-- Begin Selected text --

Very slow query


(Sasankvemuri) #1

I have been trying to search and retrieve results based on 3 user input values and find the closest value that satisfies these three conditions. The doc has about 30 million rows and the query takes about 10 seconds to execute.

def sgrna(factor, efficiency, specificity, chr):
    es = Elasticsearch()
    minimum = min(factor)
    request = []
    min(factor)
    for i in range(len(chr)):
        req_head = {'index': 'lab', 'type': 'sg_rna'}
        req_body = {
                      "query": {
                        "bool": {
                          "must": [
                            {
                              "term": {
                                "BS_CHR": chr[i]
                              }
                            },
                            {
                              "range": {
                                "Efficiency": {
                                  "gte": int(efficiency)
                                }
                              }
                            },
                            {
                              "range": {
                                "Specificity": {
                                  "gte": int(specificity)

-- End Selected text --
-- Begin Data lines --

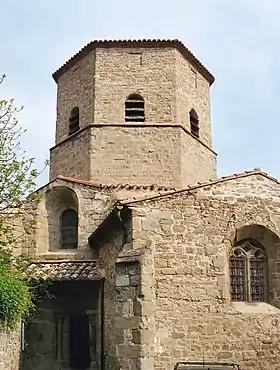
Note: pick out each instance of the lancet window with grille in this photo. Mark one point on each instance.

-- End Data lines --

#### Set of tasks:
**1.** Can you quote the slow-query post word for word, starting at the words "(Sasankvemuri) #1" and stopping after "es = Elasticsearch()"?
**2.** How would the slow-query post go on from its last line? Continue it from there.

#### Answers for the exercise:
**1.**
(Sasankvemuri) #1

I have been trying to search and retrieve results based on 3 user input values and find the closest value that satisfies these three conditions. The doc has about 30 million rows and the query takes about 10 seconds to execute.

def sgrna(factor, efficiency, specificity, chr):
    es = Elasticsearch()

**2.**
                                }
                              }
                            }      ]
                        }
                      }
                    ,
                            "sort" : {
                                "_script" : {
                                    "type" : "number",
                                    "script" : {
                                        "lang": "painless",
                                        "params": {
                                      "factor": int(factor[i])
                                    },
                                        "inline": "def cur = 0; cur = (params.factor - doc['BS_START'].value); if (cur < 0) { cur = cur * -1 } else { cur = cur}" },
                                    "order" : "asc"
                                }
                            }

                        }
        request.extend([req_head, req_body])
    resp = es.msearch(body=request)
    print(resp)
    response = []
    for i in range(len(resp["responses"])):
        response.append(resp['responses'][i]['hits']["hits"][0]["_source"])
    return response

(David Pilato) #2

The code formatting is bugged here so external code link

WDYM?

Use </> icon as explained in this guide and not the citation button.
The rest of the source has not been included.